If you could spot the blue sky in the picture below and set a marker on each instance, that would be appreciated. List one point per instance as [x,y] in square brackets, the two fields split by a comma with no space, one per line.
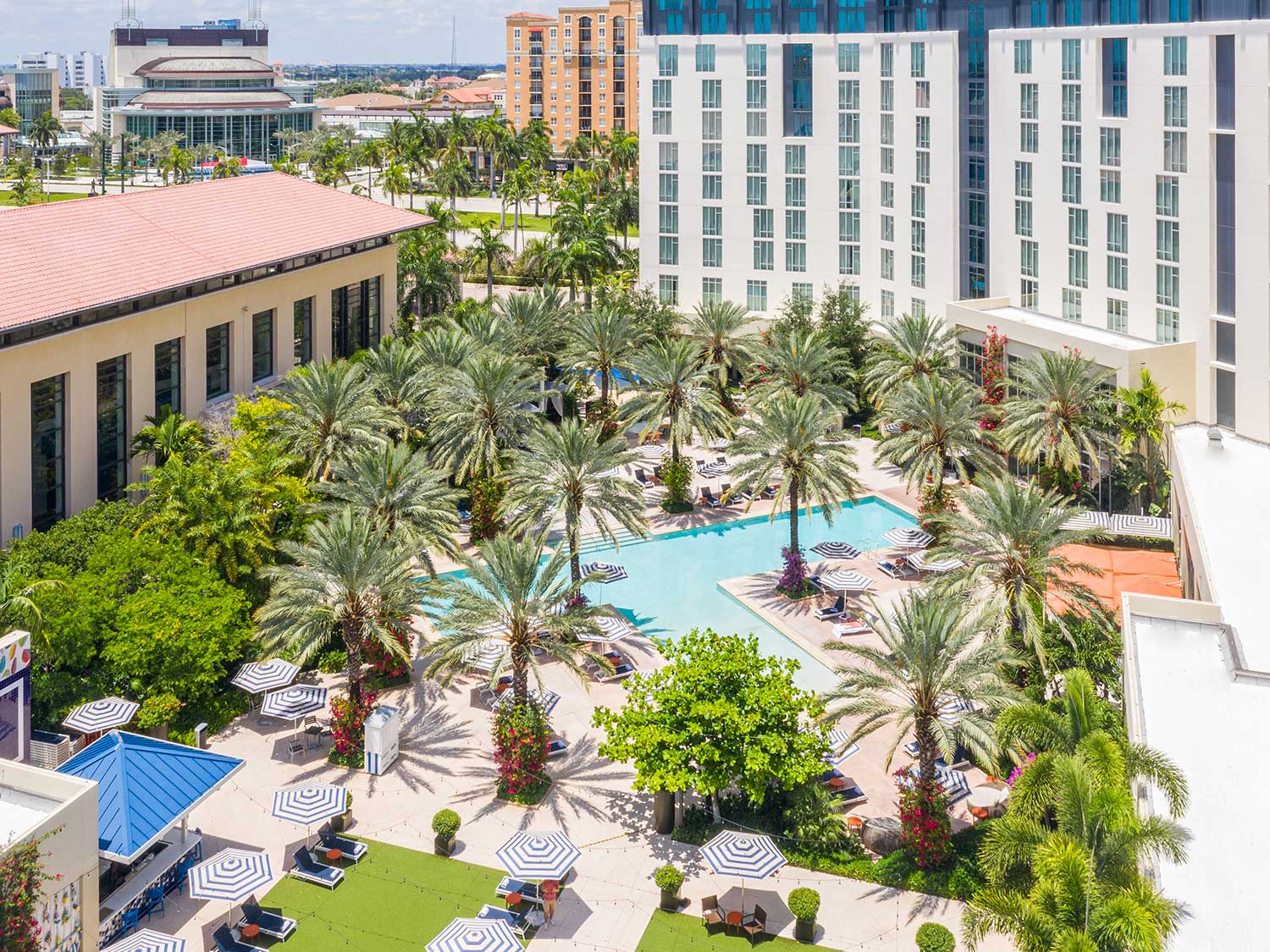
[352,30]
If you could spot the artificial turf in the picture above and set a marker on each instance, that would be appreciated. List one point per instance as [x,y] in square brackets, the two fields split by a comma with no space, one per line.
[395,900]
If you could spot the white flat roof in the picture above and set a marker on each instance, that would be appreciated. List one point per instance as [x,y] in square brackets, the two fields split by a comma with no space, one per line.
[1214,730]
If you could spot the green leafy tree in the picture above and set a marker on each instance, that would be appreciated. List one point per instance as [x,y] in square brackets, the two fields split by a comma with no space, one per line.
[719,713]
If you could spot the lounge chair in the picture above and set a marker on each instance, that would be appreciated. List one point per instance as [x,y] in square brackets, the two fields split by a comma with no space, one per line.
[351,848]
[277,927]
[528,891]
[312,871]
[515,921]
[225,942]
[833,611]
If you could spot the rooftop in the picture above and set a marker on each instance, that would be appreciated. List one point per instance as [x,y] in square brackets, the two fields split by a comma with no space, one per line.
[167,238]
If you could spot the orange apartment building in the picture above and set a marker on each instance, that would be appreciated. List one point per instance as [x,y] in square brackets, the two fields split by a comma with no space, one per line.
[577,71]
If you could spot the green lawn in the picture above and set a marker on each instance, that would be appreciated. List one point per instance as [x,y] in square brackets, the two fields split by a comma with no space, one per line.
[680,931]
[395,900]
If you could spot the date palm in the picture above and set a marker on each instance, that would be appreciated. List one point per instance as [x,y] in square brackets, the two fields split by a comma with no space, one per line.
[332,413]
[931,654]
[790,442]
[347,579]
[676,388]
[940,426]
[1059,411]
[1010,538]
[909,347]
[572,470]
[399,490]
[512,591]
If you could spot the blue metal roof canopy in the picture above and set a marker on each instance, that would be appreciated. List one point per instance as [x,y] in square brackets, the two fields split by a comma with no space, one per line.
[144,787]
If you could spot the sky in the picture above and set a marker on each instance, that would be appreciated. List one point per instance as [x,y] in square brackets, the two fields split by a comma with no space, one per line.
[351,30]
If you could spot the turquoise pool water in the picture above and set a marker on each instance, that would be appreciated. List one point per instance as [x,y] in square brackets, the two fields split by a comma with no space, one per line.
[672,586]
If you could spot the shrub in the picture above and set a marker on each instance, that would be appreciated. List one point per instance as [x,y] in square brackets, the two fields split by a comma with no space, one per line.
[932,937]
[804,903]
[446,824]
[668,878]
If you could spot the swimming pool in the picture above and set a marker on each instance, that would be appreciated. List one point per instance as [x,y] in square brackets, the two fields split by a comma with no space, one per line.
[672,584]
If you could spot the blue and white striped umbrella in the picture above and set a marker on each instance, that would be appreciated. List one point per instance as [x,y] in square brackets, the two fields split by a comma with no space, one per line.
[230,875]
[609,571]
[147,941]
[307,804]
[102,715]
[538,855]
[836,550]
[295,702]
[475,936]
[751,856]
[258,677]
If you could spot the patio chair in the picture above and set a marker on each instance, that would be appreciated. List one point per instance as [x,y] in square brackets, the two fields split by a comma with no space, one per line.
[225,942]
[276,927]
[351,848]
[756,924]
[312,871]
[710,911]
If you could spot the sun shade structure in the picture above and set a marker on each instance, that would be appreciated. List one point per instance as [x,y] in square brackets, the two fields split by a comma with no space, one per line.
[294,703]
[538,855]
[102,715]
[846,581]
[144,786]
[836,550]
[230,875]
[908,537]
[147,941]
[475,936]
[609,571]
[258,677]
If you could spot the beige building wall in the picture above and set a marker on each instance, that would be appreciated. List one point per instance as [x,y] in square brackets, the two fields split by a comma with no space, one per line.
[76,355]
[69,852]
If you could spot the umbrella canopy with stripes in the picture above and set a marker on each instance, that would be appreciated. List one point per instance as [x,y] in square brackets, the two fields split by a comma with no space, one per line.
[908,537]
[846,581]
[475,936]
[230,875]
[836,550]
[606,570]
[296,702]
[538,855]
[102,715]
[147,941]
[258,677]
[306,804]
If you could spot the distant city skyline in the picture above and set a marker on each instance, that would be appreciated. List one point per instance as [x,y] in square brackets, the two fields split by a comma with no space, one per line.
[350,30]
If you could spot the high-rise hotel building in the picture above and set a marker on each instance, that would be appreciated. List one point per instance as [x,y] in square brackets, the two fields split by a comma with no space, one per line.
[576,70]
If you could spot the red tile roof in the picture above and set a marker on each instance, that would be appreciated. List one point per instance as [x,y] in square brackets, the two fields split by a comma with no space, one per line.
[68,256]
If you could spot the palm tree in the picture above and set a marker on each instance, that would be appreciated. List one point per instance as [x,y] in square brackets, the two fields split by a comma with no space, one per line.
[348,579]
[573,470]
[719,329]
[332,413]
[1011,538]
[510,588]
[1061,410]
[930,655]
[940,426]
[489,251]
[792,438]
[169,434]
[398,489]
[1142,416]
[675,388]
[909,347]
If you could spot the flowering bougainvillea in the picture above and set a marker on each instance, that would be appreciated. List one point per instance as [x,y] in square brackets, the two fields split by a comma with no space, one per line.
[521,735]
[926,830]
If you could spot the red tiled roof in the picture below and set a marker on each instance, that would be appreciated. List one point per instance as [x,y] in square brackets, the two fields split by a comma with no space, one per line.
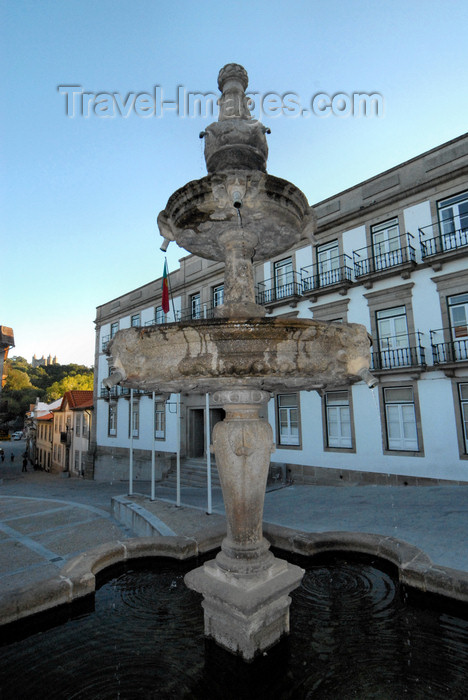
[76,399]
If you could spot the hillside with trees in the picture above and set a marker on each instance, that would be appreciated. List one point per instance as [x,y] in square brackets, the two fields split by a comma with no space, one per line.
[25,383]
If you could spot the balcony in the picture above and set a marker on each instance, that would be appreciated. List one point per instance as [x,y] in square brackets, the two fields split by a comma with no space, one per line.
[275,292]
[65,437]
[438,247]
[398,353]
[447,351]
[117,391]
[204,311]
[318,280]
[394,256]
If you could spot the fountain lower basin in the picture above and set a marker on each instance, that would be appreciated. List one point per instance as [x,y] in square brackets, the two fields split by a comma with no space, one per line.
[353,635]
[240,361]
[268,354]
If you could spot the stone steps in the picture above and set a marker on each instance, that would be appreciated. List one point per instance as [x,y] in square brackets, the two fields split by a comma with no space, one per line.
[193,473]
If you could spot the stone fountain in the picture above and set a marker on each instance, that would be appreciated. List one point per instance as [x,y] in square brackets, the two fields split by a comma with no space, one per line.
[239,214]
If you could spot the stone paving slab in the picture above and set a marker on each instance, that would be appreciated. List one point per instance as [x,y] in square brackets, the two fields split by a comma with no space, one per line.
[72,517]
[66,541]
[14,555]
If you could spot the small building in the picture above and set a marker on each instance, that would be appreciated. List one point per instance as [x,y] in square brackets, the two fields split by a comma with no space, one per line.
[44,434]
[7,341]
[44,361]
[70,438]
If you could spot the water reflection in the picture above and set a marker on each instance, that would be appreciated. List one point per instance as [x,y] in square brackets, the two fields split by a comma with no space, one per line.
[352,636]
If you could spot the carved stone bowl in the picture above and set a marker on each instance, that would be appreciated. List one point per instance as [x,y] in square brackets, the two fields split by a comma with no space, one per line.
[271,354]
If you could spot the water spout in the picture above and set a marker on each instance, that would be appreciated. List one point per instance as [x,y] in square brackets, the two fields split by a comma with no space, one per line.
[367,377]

⁂

Exercise instructions:
Arrange the listing above as a two-column CSV with the headers instruction and coordinates. Give one row for each instruction and put its answer under coordinates. Quote each field and replace any line breaks inside it with spaces. Leave the pictures out.

Task output:
instruction,coordinates
"If you could spot the blue sky in the picture below and set a marker on each instance, that would be appreciated. List one point per instance as [x,y] in square brackets, the two fields split by a comma with no space, one per line.","[352,30]"
"If you could spot the artificial turf in the picture above and set a marker on each instance, that would be appreciated. List one point per instance as [x,y] in square brackets, the two fields split by a comma with no space, one per line.","[395,900]"
"If you could spot the white flat roof in the picture above and set a marker on each instance, that would be appreciated. List one point per instance as [x,y] in square brackets, the two fields split by a comma with no space, one per line.","[1214,730]"
"If you could spot the green leafy tree in the picture above and set a marker on each instance, that would be appreciated. List one point per instance as [x,y] in square brackets, the two fields split by a comma with no space, one per line.","[719,713]"
"If you could spot the lounge chair in the picture above and set a marker on each instance, that would be appreciated. List one point per instance as [x,y] in square brackets, the two fields split by a comma with no space, one per line.","[351,848] [277,927] [528,891] [312,871] [515,921] [225,942] [833,611]"
"If you could spot the rooftop in the picture above and set a marker on each instance, that would be appreciated. List one point per instance as [x,y] in square brackets, the two fields split by a comma with no space, one per line.","[167,238]"
"If you could spot the orange apartment building in the picture above and set a marker on each instance, that would be appreciated. List one point per instance as [x,y] in square brackets, the two fields split by a comma with no space, one per line.","[577,71]"
"If you could spot the green lawn in the picture above and set a marker on each instance, that would be appreciated. List one point per instance as [x,y] in square brackets, the two fields split by a comma with no space, one per line.","[680,931] [395,900]"
"If you could spot the date palm in the picture above and set a marker on each instance, that would be appreciated. List one point per instance as [x,y] in square brackets, the two fields split by a comma with no space, one per line.","[332,413] [931,654] [790,442] [347,579] [676,388] [940,426] [1059,411] [1010,538] [909,347] [572,470] [399,490] [512,591]"
"If you could spot the blue metal roof canopy in the picture above and set a marker on each instance, that would be appreciated. List one point per instance as [x,y] in square brackets, the two fields split by a comma with no space, one per line.","[144,787]"
"If you could spot the sky in the picture above and set a marker on each instance, that would be appreciated. List one point per instance as [x,y] in square brackets, the two fields split by a comma with no space, one per line.","[351,30]"
"If you could spot the turquoise pool water in the picture above and set a marker on each instance, that would be appreciated. List one point per instance as [x,y] in square brackets, the two fields split by a comma with no space, one per line.","[672,586]"
"If you could spot the shrub in the picture above and set a marker on each instance, that would be appreciated. List one point per instance as [x,y] in square brackets, the two fields split by a comma with no space, one per line.","[932,937] [804,903] [446,824] [668,878]"
"If you could spot the swimming pool in the picture above and set a marker on each instance, that would be appreciated. List one point per instance as [x,y] in square brackets, the two fields split by a comma with no space, one per line.","[672,584]"
"If you could spot the blue and white striped umbrella in the picture above and set a marker on each instance, that would be appreciated. List one point per instance as [x,y] in square brackets, the two fields split by a comma with no space, one per line.","[230,875] [609,571] [147,941] [307,804] [102,715] [538,855] [836,550] [295,702] [475,936] [751,856] [258,677]"
"If you could spot the patio chair in the picture above and set a marker on each instance, that would be appreciated. List one point per instance as [x,y] in square brackets, the two fields split by a comma with no space, one per line.","[225,942] [276,927] [351,848] [756,924] [312,871] [710,911]"
"If you could spot the sun shade structure in the picture above and set a marker on each instance, that would be appreciated. List one point per instance as [x,y] in square brackets, the two fields split by a comma with no space, one per line.","[294,703] [538,855] [102,715] [846,581] [144,786] [836,550] [230,875] [908,537] [147,941] [475,936] [609,571] [258,677]"
"If you could spot the beige building wall in the picture above and set a marker on each instance, that would be appreciated. List one point per instance as [x,y] in square brackets, the two fields split by a comma with no space, one per line.","[76,355] [69,852]"
"If you could spot the umbrella canopy with stripes in the picture above and set a marker on each instance, that would be appreciated. List one point per instance as [x,y] in square brackets, the two fields split by a comma with no space, one per line.","[908,537] [846,581] [475,936] [230,875] [836,550] [606,570] [296,702] [538,855] [102,715] [147,941] [258,677] [306,804]"
"If you could spot the distant city skyline in the picture above and set a marker on each instance, that would be appreciated. List one point per instance as [x,y] in square brackets, the two fields split by a comma with no space, one per line.","[350,30]"
"If you could spot the high-rise hotel building in the picture above and set a marker on each instance, that would be appreciated. List one point per instance as [x,y] in square brackets, the two fields split by a comma with no space, one per line.","[576,70]"
"If you could spot the red tile roof in the picture above and set a marker on each instance, that would be appreciated. List one point per instance as [x,y] in square brackets, the two fields split by a comma with no space, one per line.","[68,256]"
"If you could spot the palm tree in the picture above and set a marker on each instance, that would be appreciated. List one point per instance as [x,y] in square brackets, the two fields split by a comma with no space, one per line.","[348,579] [573,470] [719,329] [332,413] [1011,538] [510,588] [1061,410] [930,655] [940,426] [489,251] [792,438] [169,434] [398,489] [1142,416] [675,388] [909,347]"
"If you could spot the flowering bougainvillea in the picture above and set a marker on each instance, that would be appreciated. List one point per instance as [x,y] in square brackets, the two fields split by a comma with no space, one per line.","[521,735] [926,830]"
"If you could spot the red tiled roof in the picture below and set a marker on each instance, that would be appreciated. List one point per instance as [x,y] in square brackets, the two fields split by a comma with no space, one per line.","[76,399]"
"If you could spot the hillside with trees in the picture above and set a marker on each instance, that would be appreciated. List one point per instance as [x,y] in square brackets, the two fields split by a comma with no space, one per line.","[25,383]"
"If you could spot the balcony in the picture above and set a marker on each instance, that would be appreciated. List one point per instance as [x,y] in square brackets, the two fields split by a comma with no space, one per line.","[275,292] [65,437] [438,247] [398,353] [447,351] [117,391] [204,311] [318,280] [394,256]"
"If you could spot the fountain lower basin in the picture above and set a marker on each instance, that would be appreciated. List one point per instance as [x,y] in square brackets, the two fields split by a comma with no space, one per line.","[353,635] [240,361] [268,354]"
"If you could spot the stone steps in the picture above and set a marker on each instance, that would be appreciated. List one point per instance as [x,y] in square brackets, the two fields split by a comma with no space, one per line.","[193,473]"
"If you could spot the stone fountain in the picture above and set a marker on each instance, that would be appreciated. List one point per instance as [x,y] in square brackets, the two fields split by a comma with no space, one per line.","[239,214]"
"If you could spot the stone paving slab in the picture above and set a marker on each instance, that would be appreciated. List one point per instance as [x,y] in square brackets, the two fields split by a comma with no space, one per line.","[72,517] [66,541] [14,555]"
"If you could spot the small building in the picture above and set a marker on each instance, that would be appreciated. List one point per instance as [x,y] in square brackets, the two fields split by a comma with no space, one per line.","[44,434] [7,341] [44,361] [70,438]"
"If you could spot the water reflection in the picture above and set a marker on each instance, that would be appreciated. List one point per instance as [x,y] in square brackets, the two fields split by a comma with no space, one per line.","[352,636]"
"If you could spot the carved stone bowl in the picture above and set a marker on each instance, that would be appreciated. List one point per instance as [x,y] in square brackets, the two fields split by a comma with no space, one per line.","[271,354]"
"If you could spot the water spout in the picture above and set a marker on each instance, that would be appreciated. List one point per instance as [x,y] in square brackets, the two fields split by a comma with no space, one per line.","[367,377]"